*TASK DIRECTIONS*: Determine whether each statement below agrees with the opinion excerpt, answering yes or no and quoting the decisive words of the excerpt: (a) the partnership contracted to build a library at Howard University; (b) the work was scheduled for completion on December 5, 1936; (c) the partnership computes its income on a cash basis.

*TEXT EXTRACT*:

Before McLAUGHLIN, KALODNER and STALEY, Circuit Judges.
These petitions for review present the much litigated question of the determination of the point of time when income becomes sufficiently definite to be the proper subject of accrual.
Petitioners A. D. Irwin and A. O. Leighton are partners engaged in the construction business under the partnership name of Irwin & Leighton. On December 5, 1936, the partnership entered into a contract with the United States to construct a library building at Howard University in Washington, D.C., for the total consideration of $817,225. The work was to be completed on November 11, 1937; a contractual clause provided for liquidated damages in the event of delay caused by the partnership. There was a loss of 230 days in the course of construction which the partnership contended was due to the fault of the government. The partnership claimed that these losses were occasioned by added work ordered by the contracting officer of the government, delay by the government architect in approving plans, delay in making the old building available for demolition, and a strike caused by Howard University using non-union employees near the site of the library construction. Time extensions were granted by the government after the contracting officer reviewed the facts relevant to each delay; this procedure was in accordance with the contract and relieved the partnership of liability under the liquidated damages clause.
The income of the partnership is computed on the accrual completed contract basis.*fn1 Pursuant to this method of accounting, items of income must be accrued when the right to receive the income becomes sufficiently certain and definite, notwithstanding the fact that the money is not actually received. Spring City Foundry Co. v. Commissioner of Internal Revenue, 1934, 292 U.S. 182, 184-185, 54 S. Ct. 644, 78 L. Ed. 1200. In 1938, the construction was completed and the library building turned over to the government. In that year, the partnership accrued as an item of gross income an account receivable of $72,649.87, being composed of the following sums:
$44,449.87 - payment on the contract made by the government on February 24, 1939, leaving a balance of $2,500.
2,500.00 - reserve withheld by the government until final inspection of electrical work.
25,700.00 - partnership's estimate of the damage attributable to government delay.

Items listed in a dataset:
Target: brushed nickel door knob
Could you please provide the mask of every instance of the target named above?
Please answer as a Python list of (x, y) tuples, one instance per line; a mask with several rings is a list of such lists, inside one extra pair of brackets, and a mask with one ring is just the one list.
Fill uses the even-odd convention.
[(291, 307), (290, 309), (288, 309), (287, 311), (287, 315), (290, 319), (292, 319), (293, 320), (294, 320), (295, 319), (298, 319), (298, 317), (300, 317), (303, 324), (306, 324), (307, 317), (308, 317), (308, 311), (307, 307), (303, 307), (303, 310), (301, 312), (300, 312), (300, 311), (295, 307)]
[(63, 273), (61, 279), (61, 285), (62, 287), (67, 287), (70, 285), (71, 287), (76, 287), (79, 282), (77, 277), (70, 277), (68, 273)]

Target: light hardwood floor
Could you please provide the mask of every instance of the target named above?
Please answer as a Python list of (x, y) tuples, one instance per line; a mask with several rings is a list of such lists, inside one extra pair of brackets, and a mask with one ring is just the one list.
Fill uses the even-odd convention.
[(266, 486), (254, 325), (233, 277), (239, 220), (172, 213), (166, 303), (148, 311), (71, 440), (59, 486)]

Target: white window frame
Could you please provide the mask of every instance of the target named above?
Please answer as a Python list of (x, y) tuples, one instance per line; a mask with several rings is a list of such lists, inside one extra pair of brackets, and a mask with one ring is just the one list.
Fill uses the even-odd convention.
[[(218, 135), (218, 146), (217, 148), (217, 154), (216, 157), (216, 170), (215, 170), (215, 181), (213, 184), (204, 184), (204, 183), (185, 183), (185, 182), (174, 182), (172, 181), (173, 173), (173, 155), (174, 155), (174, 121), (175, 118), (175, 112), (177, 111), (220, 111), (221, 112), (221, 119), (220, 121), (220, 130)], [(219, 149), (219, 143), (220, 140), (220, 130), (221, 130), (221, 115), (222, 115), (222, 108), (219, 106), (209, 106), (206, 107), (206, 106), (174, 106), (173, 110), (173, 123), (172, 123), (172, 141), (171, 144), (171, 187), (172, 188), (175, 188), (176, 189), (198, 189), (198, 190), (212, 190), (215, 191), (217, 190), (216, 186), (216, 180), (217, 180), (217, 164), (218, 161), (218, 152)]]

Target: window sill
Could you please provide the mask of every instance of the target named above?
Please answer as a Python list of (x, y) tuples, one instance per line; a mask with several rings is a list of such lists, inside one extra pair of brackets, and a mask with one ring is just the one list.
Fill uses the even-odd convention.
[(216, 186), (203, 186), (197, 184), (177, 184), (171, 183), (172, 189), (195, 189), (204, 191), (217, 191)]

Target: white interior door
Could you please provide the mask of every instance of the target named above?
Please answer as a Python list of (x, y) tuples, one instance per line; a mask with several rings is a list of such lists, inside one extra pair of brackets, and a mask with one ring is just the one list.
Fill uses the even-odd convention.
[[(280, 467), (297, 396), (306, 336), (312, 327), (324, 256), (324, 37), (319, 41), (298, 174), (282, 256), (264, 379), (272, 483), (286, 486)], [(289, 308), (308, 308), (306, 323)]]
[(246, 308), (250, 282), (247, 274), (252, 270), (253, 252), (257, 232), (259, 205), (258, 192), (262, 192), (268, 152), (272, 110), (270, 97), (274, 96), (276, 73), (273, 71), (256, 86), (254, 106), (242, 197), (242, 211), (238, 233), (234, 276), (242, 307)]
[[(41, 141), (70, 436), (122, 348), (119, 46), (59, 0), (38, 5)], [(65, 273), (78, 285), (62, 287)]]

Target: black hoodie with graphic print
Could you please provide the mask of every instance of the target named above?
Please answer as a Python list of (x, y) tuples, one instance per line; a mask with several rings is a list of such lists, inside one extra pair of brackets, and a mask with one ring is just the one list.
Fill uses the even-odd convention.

*SOLUTION TO THIS EXERCISE*:
(a) Yes: "to construct a library building at Howard University in Washington, D.C."
(b) No: "The work was to be completed on November 11, 1937"
(c) No: "The income of the partnership is computed on the accrual completed contract basis."